### PASSAGE PROVIDED
────────────────
Bespoke, Queensland Ballet

Brisbane Powerhouse, November 9.

This year’s Bespoke triple bill could hardly be more diverse. It starts with neo-classicism and finishes with emotions, memories and personalities to the fore. In between the two is a work that insists dancers and audiences go well beyond their comfort zone and deliberately defies easy analysis.

That work in the centre of the program, Lucy Guerin’s pointNONpoint, could also perhaps be described as being central to Bespoke’s mission. Each year (this is the third iteration of Bespoke) Queensland Ballet leaves Queensland Performing Arts Centre and heads to Brisbane’s home of contemporary culture, the Powerhouse.

There’s a clue right there about the intent. We are not in tutu-land any more. Boundaries will be stretched. Maybe. This year only Guerin’s piece really extends performers and observers. It’s also the most interesting by far.

QB Artists_The Apearance of Colour Loughlan Prior_Photography David Kelly (2)
Queensland Ballet in Loughlan Prior’s The Appearance of Colour. Photo: David Kelly

Loughlan Prior’s opener, The Appearance of Colour (it takes its name from its music of the same name by John Metcalfe), is a smart-looking work impelled by the forces of changing colours and patterns in light. Prior was inspired by the change from black and white to colour of television transmissions and the idea is translated elegantly into animations projected on to the floor. Prior also has the cast of 12 make patterns in the air with small cubes glowing with colour, which is fun, and the group of mostly Young Artists looks polished, if rather anonymous.

I do however wish that choreographers would leave off having people run around the space for no apparent reason (Prior is far from being alone in this). Ultimately The Appearance of Colour is super sleek but fails to quicken the pulse.

Amy Hollingsworth, formerly with QB but now artistic director of Expressions Dance Company, clearly has huge affection for the dancers she once worked with so closely. From Within celebrates what Hollingsworth calls “gloriously messy human selves”. In truth the structure is a bit messy itself as duos, small groups and the full complement of 12 interacts energetically in a variety of moods. It’s all thoroughly engaging though, with a wonderful section featuring company artist Vanessa Morelli, whose glamour is matched by her apparent bonelessness; a bracing duo for Jack Lister and Rian Thompson; and the always eye-catching Lucy Green in everything she did.

QB Company Artists Jack Lister and Rian Thompson_From Within Amy Hollingsworth_Photography David Kelly
Jack Lister and Rian Thompson in Amy Hollingsworth’s From Within. Photo: David Kelly

The music includes bits of Lennon and McCartney’s Blackbird, Joby Talbot’s String Quartetand Björk’s It’s Oh So Quiet, all great choices individually but the mix contributed to the slight bagginess of the piece.
────────────────
(Excerpts from a detection dataset)
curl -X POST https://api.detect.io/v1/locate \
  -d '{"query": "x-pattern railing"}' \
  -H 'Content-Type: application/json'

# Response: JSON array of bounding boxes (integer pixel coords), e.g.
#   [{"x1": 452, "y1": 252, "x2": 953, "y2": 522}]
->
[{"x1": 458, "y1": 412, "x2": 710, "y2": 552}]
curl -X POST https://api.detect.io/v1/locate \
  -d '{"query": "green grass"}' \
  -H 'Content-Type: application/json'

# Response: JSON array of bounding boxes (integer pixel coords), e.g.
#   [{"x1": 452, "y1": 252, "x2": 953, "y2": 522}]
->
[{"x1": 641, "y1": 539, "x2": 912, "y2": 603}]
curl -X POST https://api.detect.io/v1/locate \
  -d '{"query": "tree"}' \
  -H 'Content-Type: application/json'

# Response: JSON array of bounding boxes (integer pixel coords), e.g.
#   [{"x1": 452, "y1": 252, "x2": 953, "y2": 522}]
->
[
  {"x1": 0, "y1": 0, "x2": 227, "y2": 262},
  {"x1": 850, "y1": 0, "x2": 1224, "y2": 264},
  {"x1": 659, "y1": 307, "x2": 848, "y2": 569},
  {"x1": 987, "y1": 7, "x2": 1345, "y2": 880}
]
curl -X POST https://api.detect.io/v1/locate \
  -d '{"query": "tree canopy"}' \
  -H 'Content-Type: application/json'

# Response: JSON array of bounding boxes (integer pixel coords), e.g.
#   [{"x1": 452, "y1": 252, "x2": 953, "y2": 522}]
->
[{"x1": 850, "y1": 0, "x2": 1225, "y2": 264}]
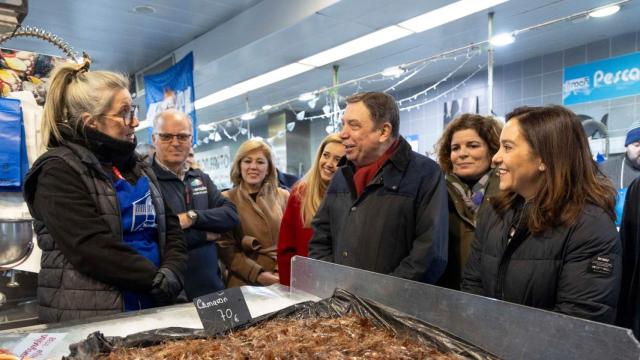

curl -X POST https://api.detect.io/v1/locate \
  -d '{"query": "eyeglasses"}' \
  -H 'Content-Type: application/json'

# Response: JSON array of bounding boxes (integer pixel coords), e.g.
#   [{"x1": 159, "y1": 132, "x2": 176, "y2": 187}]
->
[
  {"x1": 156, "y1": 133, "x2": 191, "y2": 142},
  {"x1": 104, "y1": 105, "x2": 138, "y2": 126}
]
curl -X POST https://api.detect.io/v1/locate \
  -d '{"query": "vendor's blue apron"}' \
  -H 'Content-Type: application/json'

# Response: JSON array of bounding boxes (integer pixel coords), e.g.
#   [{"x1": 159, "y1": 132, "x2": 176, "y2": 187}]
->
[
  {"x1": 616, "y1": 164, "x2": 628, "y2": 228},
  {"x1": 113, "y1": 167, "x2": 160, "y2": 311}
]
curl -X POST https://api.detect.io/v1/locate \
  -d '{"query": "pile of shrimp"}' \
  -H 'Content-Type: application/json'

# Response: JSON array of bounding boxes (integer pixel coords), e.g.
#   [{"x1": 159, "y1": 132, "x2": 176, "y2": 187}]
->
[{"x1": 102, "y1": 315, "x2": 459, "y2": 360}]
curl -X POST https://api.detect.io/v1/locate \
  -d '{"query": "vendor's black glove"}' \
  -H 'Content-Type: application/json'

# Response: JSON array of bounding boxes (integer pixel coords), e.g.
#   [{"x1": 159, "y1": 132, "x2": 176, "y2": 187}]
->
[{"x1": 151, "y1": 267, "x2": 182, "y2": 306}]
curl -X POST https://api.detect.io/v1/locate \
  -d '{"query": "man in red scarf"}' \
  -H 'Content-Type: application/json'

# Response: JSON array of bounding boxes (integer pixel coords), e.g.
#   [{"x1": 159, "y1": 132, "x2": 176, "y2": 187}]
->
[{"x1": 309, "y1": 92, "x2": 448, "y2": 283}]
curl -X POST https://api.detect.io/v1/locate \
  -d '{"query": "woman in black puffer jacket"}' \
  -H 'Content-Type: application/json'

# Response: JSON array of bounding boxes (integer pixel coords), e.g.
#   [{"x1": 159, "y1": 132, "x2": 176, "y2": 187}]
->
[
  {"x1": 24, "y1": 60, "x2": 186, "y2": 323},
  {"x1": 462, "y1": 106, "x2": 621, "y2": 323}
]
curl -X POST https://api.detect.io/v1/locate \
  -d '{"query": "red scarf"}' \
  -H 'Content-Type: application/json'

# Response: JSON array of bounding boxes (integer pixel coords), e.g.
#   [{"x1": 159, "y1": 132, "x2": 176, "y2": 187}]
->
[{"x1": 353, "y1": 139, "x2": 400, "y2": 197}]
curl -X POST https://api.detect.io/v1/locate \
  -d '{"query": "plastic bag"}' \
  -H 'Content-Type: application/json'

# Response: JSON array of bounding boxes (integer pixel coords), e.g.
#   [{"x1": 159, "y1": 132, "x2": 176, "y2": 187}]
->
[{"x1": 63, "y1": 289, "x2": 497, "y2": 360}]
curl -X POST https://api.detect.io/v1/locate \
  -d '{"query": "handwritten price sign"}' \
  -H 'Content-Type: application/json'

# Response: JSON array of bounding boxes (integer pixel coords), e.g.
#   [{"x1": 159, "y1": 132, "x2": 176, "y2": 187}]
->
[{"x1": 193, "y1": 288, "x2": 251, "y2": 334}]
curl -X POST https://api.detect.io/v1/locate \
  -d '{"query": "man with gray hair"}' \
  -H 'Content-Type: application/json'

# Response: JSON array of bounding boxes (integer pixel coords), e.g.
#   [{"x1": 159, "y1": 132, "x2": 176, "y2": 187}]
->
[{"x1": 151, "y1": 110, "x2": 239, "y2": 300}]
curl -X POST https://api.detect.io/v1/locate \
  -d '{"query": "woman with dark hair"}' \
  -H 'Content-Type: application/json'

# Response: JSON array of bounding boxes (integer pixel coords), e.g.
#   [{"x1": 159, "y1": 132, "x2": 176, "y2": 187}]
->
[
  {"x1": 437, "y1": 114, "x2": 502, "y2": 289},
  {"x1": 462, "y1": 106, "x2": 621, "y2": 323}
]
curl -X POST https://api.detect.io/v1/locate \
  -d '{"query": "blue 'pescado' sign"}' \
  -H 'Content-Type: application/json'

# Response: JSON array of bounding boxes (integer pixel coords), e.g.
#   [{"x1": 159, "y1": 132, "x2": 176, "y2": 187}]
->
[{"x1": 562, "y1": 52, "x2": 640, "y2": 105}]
────────────────
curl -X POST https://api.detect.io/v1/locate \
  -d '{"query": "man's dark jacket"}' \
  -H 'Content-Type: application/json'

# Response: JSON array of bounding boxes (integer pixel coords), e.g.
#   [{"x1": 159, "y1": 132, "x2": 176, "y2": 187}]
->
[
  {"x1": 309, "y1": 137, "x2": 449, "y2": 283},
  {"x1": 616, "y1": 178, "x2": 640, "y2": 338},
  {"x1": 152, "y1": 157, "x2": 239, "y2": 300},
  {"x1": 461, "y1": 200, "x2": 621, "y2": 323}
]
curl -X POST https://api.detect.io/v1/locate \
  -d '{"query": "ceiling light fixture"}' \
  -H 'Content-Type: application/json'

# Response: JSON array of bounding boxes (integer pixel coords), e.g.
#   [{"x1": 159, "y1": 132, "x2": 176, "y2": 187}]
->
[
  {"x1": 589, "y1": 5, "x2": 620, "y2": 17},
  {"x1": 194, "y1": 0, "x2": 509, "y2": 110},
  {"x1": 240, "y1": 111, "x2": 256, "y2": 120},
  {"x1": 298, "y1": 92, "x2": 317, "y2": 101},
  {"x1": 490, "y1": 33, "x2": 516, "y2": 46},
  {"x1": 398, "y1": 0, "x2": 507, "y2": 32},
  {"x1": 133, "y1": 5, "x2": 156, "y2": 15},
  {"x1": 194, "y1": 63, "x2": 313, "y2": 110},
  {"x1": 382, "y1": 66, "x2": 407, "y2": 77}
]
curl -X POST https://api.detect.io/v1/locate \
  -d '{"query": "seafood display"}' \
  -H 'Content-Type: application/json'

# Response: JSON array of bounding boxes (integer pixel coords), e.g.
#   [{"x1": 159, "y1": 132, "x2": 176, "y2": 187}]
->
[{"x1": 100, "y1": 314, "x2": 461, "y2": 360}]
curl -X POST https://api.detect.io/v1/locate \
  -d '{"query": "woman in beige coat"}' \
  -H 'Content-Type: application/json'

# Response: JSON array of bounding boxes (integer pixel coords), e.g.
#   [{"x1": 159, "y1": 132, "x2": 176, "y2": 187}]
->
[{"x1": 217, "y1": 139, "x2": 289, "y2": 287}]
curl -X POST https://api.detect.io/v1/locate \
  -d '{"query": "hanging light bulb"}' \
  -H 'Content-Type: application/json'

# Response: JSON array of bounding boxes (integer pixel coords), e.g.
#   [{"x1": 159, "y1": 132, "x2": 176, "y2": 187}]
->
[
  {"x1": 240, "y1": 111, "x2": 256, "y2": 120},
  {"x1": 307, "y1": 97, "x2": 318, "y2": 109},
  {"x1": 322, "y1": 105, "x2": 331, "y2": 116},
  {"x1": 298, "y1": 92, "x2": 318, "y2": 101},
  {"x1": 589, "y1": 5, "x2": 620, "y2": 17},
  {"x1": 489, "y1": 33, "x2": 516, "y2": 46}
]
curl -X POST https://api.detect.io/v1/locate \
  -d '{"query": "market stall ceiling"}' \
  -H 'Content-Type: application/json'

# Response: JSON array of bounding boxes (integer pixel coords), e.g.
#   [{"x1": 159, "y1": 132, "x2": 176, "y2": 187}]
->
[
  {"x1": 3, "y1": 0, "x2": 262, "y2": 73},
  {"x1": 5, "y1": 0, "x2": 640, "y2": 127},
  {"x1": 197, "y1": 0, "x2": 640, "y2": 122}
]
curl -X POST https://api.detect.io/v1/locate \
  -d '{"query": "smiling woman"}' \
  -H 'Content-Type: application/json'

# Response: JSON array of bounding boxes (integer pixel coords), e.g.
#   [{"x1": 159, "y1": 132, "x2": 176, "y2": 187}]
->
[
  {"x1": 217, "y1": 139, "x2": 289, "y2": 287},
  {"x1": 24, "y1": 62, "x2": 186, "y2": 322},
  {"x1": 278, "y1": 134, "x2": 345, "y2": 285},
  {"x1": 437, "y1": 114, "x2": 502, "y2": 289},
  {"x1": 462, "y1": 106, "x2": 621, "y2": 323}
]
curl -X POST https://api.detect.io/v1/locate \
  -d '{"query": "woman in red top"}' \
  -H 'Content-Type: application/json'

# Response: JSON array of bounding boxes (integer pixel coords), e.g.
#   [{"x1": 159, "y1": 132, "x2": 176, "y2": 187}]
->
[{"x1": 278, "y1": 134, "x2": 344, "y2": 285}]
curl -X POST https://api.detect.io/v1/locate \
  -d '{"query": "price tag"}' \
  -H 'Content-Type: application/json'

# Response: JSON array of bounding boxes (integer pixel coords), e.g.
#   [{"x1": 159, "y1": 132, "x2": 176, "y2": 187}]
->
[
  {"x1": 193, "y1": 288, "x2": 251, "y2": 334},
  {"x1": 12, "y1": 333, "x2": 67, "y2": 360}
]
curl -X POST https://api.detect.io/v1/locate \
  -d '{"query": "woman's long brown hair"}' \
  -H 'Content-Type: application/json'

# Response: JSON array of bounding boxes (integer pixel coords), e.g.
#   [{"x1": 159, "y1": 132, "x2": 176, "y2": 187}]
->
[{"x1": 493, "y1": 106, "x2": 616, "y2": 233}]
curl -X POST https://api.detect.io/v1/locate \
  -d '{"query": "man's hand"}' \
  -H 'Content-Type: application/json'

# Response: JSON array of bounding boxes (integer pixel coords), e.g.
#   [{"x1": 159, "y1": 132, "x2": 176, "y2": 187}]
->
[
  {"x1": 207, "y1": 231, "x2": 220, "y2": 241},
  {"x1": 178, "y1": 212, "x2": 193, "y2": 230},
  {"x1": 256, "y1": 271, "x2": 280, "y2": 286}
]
────────────────
### PARTS OF THE EXERCISE
1 - In the ballet review, whose music gave The Appearance of Colour its name?
2 - Write the next part of the ballet review, starting after its final sentence.

### SOLVED PROBLEMS
1 - John Metcalfe

2 -
Guerin’s pointNONpoint challenges the usual idea of focus, in which an audience expects the eye to be directed in certain ways and for recognisable patterns to emerge. She starts with a solo performer, Sophie Zoricic, and builds to a group of 23, all dressed alike in short translucent tops. Some have bare feet while others wear pointe shoes, including a few of the men. There are occasional visual references to ballet vocabulary but no hierarchy and those pointe shoes are wielded more like hammers than aids to transcendence.

Dancers sometimes echo one another or move in unison but in the main follow their own interior paths to the electronic sounds of Scanner and dense, mysterious, numinous textures of Gyorgy Ligeti. Sections of his Requiem and Lux Aeterna, the latter used in the soundtrack of 2001: A Space Odyssey, greatly add to the otherworldliness of pointNONpoint. There is the suggestion of a blasted, apocalyptic environment as dancers sometimes lie and crawl, huddle together and then splinter, or are every now and again almost obliterated by a challenging red light darkening the stage. Not to mention the reddened fingers. There are touches of humanity – held hands here, a waltz step there – but Guerin’s work is not a pretty one. It does, however, have its own challenging beauty.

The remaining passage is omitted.